▽

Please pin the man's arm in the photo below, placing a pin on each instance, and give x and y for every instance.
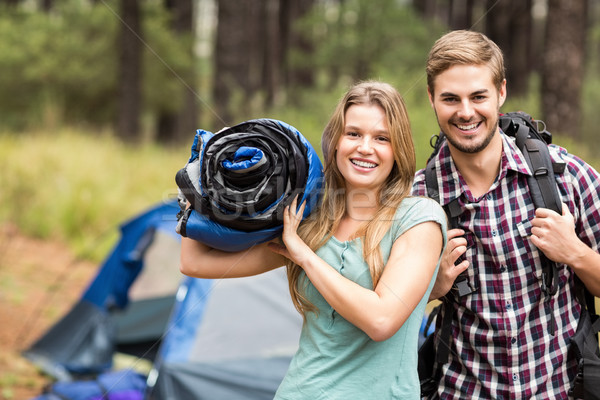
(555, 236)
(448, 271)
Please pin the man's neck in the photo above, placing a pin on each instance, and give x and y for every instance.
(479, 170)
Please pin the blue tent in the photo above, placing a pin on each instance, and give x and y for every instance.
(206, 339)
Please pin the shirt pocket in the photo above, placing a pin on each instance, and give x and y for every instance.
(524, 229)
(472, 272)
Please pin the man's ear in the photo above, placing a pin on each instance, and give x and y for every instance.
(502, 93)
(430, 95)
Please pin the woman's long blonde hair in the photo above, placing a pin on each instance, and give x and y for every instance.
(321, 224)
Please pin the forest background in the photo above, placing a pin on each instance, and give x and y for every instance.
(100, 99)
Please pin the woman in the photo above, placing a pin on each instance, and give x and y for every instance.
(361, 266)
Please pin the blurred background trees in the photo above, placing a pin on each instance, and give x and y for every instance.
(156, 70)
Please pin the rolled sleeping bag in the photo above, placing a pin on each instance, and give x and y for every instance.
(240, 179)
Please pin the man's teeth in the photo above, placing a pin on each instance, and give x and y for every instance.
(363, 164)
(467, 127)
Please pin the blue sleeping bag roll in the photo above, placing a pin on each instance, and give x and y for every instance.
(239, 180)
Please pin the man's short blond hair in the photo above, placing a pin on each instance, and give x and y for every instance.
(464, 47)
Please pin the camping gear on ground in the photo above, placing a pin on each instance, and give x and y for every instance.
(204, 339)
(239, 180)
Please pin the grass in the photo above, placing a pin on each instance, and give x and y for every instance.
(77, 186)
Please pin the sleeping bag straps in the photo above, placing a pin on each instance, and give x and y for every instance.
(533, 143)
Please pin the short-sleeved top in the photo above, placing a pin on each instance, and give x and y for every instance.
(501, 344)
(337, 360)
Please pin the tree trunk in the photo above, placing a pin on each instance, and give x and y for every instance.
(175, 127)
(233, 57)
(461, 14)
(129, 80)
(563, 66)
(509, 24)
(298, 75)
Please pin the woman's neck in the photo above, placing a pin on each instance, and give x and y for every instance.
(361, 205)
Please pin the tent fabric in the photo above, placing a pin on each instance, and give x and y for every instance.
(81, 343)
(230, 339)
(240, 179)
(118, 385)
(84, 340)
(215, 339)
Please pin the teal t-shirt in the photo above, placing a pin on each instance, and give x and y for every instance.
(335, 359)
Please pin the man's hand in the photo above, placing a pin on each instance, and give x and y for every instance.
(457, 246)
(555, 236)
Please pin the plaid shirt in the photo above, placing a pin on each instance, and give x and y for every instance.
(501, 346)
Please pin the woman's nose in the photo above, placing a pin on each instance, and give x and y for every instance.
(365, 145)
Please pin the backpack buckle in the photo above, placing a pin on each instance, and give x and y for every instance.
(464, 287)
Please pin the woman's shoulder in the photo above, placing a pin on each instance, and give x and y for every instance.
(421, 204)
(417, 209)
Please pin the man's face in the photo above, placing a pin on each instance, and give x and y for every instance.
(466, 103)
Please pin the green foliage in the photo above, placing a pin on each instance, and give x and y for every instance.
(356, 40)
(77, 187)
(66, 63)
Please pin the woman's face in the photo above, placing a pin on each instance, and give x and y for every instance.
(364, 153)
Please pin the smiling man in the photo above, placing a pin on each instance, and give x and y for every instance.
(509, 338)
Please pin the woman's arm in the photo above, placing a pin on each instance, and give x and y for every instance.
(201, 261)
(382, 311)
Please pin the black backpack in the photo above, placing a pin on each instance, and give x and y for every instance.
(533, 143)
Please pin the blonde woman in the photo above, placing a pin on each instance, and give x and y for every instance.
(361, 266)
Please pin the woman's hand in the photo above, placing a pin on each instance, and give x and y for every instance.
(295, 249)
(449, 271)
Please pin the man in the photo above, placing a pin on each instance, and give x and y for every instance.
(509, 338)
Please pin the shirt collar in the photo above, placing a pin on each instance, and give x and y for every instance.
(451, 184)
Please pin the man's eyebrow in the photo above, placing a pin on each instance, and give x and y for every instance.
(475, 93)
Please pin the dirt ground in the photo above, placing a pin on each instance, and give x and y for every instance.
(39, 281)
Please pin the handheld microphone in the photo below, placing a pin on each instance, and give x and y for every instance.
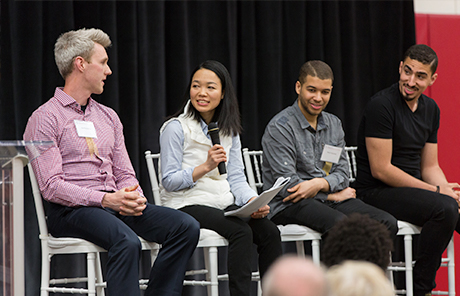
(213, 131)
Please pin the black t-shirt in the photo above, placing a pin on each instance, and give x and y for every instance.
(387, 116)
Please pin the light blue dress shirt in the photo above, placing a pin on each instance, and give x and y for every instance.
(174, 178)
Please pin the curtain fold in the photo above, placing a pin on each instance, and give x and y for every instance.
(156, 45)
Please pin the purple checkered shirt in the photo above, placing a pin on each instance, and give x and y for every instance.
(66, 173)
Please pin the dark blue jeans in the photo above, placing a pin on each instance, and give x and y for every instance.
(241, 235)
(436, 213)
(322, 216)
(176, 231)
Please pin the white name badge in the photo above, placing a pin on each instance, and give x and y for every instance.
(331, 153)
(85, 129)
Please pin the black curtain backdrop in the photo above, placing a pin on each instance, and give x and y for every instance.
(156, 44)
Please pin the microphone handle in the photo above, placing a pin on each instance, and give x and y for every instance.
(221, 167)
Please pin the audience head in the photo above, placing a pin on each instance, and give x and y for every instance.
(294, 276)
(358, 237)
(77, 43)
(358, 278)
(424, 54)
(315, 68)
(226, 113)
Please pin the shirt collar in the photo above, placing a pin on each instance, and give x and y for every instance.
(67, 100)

△

Starting with the line that contains "Please pin the audience" and going on through the end of the items, write out each line again, requests included, and shift every coordinate in the answers by adding 150 to each x and y value.

Please pin the audience head in the photo above, placing a pin on each instance, and give x and y for every instance.
(444, 426)
(508, 387)
(227, 193)
(508, 428)
(574, 204)
(465, 218)
(376, 263)
Please pin the shirt collar in the photo above, placing a pin on each instance, and give x and y for every instance.
(217, 250)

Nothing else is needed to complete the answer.